GIVEN REQUEST 1> In the listing, from the line containing "Note: pick out each instance of the sky" through the end of the listing, change "photo" to "image" and write out only those lines with everything else unchanged.
--- SELECTED TEXT ---
On 24 August 2017 the Commission opened a statutory inquiry into the charity under section 46 of the Act.

The inquiry closed with the publication of this report.

Scope of the Statutory Inquiry

The inquiry examined the following regulatory issues:

  • whether the trustees exercised sufficient oversight and control of the charity’s assets and whether there was an ongoing risk to charitable assets
  • whether the trustees had sufficient oversight of the charity’s former CEO
  • whether the trustees were capable of discharging their legal duties and responsibilities in relation to the financial and general governance of the charity
  • whether there had been any misappropriation of the charity’s assets and if so whether it was in the interest of the charity to pursue restitution

Findings

Governance

The inquiry found that according to the Commission and Companies House records, at the time of the opening of the inquiry, there were only two trustees’, and this had been the situation since September 2016. According to clause 26.7 of the charity’s governing document, the minimum number of trustees required to form a quorum was three. Therefore, as a result of the trustees’ governance failings’ quorate decisions could not be made at the time.

The inquiry found that at the time of the opening of the inquiry, records were insufficient and did not show and explain all the charity’s transactions. They also contained little evidence of the details of income or expenditure. The inquiry found the trustees were not meeting their legal obligation under charity law to maintain adequate records.
--- RECORDS PROVIDED ---
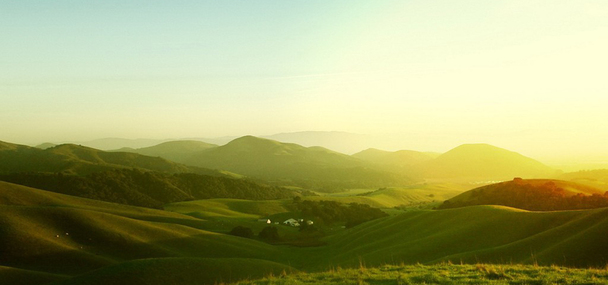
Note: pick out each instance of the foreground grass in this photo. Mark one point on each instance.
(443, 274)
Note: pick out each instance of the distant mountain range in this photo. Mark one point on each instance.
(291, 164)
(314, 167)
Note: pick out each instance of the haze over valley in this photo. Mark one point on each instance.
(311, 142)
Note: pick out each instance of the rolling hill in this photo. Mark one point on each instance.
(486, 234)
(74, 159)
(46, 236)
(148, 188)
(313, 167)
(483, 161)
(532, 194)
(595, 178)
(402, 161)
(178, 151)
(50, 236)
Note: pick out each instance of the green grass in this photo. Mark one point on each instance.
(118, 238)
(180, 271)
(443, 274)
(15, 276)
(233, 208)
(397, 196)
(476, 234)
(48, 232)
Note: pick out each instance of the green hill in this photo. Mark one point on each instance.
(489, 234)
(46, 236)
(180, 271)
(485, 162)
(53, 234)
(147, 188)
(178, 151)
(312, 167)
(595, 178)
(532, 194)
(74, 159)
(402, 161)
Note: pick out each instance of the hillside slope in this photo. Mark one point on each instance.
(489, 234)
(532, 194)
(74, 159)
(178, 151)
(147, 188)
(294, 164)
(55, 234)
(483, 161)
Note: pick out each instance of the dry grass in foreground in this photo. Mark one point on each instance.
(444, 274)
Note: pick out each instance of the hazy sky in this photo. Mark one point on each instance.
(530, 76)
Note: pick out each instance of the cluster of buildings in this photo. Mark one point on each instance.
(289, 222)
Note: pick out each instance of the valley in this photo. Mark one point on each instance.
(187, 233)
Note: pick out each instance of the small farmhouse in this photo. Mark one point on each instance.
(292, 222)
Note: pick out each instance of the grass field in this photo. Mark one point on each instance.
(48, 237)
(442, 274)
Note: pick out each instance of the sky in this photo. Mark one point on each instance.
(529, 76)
---
GIVEN REQUEST 2> Go on with the report on the statutory inquiry into the charity from the point where it stops.

REPLY 1>
Note: pick out each instance of the sky in this image. Mark one point on each instance.
(529, 76)

REPLY 2>
With regards to the original allegations raised by the trustees in the RSI, the inquiry noted that these had been investigated by the Police on two separate occasions and found to be unsubstantiated due to a lack of evidence available, therefore no further action was taken. The inquiry found that if adequate records had been kept and financial control policies were in place the trustees may have been better able to demonstrate whether the charity had suffered a loss.

Following the opening of the inquiry the charity appointed three new trustees and the inquiry is satisfied that due consideration has been given to the suitability of the trustees. The inquiry found the CEO is no longer involved in the administration of the charity.

The inquiry has concluded that, although the governance and management of the charity was not fit for purpose at the time of the opening of the inquiry, the current trustees have demonstrated they have acted upon the Commission’s regulatory advice and guidance to improve and strengthen the charity’s policies and governance.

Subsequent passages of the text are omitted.